==== SUPPLIED RECORDS ====

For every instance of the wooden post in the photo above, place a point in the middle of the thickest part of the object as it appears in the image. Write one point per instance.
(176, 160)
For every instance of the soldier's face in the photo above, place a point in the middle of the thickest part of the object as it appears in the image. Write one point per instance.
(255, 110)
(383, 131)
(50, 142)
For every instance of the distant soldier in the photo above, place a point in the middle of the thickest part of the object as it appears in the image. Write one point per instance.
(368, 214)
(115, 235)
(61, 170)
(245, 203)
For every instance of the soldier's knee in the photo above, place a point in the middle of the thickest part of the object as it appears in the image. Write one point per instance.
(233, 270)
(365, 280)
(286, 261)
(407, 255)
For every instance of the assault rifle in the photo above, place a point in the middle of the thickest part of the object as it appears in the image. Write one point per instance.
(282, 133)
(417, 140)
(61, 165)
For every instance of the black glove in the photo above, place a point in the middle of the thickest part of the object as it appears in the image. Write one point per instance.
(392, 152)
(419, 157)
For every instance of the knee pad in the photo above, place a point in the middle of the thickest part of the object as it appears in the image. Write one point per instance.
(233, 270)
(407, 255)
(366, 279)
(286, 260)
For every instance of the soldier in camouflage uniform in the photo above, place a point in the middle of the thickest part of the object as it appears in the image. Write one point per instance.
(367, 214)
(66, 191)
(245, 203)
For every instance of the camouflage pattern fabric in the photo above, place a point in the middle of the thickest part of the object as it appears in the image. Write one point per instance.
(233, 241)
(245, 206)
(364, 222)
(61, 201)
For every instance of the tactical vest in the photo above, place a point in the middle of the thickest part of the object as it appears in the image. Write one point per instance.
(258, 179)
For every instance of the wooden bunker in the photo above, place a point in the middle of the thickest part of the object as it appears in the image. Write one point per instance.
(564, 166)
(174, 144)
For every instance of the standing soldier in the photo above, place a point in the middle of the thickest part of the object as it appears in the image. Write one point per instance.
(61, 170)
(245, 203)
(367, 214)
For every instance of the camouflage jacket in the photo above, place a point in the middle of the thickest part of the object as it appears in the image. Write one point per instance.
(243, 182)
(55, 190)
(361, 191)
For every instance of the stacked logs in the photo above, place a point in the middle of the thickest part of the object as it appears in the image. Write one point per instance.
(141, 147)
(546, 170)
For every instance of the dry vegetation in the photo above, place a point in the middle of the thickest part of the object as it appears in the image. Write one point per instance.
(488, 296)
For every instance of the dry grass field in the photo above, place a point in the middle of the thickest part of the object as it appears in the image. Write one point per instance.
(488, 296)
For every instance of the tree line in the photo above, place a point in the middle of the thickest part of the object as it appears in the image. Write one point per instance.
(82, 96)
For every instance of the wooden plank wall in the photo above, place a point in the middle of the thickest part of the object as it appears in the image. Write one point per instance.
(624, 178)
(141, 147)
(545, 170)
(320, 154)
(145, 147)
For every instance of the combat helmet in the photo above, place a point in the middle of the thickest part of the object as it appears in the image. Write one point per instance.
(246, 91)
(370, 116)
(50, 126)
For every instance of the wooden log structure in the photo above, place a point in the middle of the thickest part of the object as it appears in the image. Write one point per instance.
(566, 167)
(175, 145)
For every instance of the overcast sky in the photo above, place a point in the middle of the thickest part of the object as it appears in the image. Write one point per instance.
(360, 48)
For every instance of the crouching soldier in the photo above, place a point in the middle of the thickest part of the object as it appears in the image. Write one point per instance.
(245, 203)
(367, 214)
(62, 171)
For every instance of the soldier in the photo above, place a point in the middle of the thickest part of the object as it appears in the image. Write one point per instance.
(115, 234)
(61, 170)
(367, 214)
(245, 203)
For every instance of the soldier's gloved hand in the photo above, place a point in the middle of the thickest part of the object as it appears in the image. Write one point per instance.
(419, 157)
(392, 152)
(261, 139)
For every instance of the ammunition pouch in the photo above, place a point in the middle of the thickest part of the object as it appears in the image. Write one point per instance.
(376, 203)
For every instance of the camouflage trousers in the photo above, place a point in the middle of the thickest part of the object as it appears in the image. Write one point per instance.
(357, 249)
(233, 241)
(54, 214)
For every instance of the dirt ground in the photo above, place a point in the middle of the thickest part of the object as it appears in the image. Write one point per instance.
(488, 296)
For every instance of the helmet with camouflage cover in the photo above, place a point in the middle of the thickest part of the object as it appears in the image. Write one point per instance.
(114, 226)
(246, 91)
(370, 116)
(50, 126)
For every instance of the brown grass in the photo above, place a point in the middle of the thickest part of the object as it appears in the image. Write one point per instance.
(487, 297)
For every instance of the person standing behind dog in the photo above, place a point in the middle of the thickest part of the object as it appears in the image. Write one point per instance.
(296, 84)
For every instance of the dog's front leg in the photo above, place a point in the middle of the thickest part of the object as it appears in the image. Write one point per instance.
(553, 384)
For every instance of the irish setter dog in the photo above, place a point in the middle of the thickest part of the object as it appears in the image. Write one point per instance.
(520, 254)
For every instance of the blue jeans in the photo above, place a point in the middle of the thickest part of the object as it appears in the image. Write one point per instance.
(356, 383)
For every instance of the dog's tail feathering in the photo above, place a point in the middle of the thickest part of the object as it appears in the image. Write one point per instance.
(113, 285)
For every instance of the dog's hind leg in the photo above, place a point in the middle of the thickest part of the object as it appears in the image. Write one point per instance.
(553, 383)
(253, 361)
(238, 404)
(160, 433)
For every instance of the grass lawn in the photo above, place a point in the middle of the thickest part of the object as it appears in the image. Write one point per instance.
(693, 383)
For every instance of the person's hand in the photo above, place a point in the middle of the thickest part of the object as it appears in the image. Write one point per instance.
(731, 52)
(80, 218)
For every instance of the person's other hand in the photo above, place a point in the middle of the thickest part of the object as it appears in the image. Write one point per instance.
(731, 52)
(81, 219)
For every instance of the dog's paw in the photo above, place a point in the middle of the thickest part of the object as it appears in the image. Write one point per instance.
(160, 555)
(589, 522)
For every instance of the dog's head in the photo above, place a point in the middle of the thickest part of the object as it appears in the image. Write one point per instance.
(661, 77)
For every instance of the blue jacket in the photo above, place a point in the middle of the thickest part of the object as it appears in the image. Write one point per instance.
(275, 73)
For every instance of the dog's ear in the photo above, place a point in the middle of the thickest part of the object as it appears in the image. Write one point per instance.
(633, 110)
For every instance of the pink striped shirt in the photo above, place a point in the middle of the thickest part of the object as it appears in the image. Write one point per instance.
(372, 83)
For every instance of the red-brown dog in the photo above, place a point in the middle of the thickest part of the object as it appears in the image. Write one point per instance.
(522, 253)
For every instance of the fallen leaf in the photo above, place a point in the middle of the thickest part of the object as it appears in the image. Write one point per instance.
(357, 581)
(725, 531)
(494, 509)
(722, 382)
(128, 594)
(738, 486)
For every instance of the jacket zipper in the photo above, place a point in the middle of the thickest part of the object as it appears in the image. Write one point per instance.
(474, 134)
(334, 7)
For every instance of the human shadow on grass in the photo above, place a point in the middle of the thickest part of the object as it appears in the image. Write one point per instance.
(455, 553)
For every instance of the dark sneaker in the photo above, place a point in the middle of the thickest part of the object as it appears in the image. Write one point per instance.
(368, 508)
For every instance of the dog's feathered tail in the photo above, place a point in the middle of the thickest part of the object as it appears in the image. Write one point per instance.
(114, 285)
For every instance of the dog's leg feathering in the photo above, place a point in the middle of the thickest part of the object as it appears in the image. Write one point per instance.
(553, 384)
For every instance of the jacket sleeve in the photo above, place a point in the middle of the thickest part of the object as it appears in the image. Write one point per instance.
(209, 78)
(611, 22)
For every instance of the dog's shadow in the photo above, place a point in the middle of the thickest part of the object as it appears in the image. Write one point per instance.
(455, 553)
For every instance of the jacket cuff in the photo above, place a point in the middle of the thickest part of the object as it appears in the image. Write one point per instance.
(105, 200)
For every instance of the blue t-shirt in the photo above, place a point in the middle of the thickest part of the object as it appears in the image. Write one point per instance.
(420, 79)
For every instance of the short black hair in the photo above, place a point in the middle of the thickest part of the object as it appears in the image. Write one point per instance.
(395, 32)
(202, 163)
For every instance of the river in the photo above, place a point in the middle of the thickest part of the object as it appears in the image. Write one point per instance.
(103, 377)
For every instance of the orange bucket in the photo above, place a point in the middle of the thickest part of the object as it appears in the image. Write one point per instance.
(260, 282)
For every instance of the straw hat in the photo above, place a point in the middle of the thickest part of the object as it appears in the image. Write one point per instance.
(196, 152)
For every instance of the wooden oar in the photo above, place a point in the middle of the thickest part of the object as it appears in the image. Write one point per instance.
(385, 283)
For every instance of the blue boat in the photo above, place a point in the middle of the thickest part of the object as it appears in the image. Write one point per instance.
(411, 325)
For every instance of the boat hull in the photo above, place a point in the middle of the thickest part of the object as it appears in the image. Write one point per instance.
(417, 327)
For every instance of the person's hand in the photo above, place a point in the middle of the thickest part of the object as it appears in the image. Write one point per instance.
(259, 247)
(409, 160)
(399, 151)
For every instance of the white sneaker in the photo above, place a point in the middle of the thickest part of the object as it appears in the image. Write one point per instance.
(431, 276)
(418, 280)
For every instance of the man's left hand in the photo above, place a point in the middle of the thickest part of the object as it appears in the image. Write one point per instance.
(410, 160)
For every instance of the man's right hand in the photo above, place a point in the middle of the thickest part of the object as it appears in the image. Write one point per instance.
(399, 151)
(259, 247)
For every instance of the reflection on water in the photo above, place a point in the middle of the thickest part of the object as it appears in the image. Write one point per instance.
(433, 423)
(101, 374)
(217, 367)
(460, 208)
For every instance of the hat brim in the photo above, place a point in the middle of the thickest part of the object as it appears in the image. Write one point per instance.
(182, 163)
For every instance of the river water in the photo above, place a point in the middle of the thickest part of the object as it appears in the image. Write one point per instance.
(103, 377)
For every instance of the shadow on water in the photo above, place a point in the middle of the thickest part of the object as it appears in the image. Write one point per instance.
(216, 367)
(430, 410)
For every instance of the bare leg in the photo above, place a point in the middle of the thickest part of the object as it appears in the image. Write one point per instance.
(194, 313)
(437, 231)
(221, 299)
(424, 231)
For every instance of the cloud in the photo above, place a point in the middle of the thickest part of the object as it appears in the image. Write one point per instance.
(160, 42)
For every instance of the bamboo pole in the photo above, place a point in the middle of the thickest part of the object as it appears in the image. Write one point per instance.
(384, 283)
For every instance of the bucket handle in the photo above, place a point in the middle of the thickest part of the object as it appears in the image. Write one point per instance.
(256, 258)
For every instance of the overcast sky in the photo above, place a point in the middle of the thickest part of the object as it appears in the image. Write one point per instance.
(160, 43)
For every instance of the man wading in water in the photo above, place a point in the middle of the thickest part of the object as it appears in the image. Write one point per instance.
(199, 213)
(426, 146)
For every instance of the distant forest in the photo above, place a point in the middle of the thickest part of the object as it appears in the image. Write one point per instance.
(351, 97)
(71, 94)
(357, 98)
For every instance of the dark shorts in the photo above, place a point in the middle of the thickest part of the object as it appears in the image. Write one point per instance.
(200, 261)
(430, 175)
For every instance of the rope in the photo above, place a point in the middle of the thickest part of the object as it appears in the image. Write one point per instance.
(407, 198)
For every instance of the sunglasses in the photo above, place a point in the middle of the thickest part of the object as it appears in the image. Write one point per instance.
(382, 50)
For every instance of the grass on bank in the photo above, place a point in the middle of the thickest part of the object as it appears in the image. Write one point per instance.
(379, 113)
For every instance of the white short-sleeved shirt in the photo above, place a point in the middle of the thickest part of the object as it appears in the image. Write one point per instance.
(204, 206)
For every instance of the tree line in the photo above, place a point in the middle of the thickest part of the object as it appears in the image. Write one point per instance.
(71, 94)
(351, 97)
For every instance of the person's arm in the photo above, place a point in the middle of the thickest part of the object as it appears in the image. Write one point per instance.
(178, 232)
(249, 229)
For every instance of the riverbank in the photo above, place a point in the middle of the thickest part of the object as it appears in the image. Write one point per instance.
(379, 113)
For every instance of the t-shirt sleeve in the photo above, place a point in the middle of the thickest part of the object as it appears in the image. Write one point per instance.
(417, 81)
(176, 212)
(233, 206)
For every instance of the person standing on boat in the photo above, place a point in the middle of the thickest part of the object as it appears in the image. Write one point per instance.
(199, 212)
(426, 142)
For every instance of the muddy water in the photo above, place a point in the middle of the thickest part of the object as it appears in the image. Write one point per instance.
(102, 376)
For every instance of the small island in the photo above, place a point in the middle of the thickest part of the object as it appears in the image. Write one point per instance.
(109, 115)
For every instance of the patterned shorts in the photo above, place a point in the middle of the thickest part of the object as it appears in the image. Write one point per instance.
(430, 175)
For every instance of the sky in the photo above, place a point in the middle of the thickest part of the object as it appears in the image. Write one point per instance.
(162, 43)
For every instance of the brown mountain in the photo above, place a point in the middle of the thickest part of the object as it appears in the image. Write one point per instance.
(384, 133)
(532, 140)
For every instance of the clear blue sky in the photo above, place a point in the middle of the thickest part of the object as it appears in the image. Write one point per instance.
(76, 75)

====

§ THE TASK: Transcribe exactly the line containing "For every instance of the sky" and all remaining lines of the material, ending with the last one.

§ SOLUTION FOR THIS EXERCISE:
For every instance of the sky in the photo above, place a point in the middle of the thickest part of the object as it appears in the image. Write one point per instance.
(162, 43)
For every instance of the brown mountain in the photo above, place a point in the middle of the thickest part of the object as it appears in the image. Write one point per instance.
(384, 133)
(532, 140)
For every instance of the clear blue sky in the photo above, place a point in the middle of the thickest part of the object as it appears in the image. Write one point per instance.
(76, 75)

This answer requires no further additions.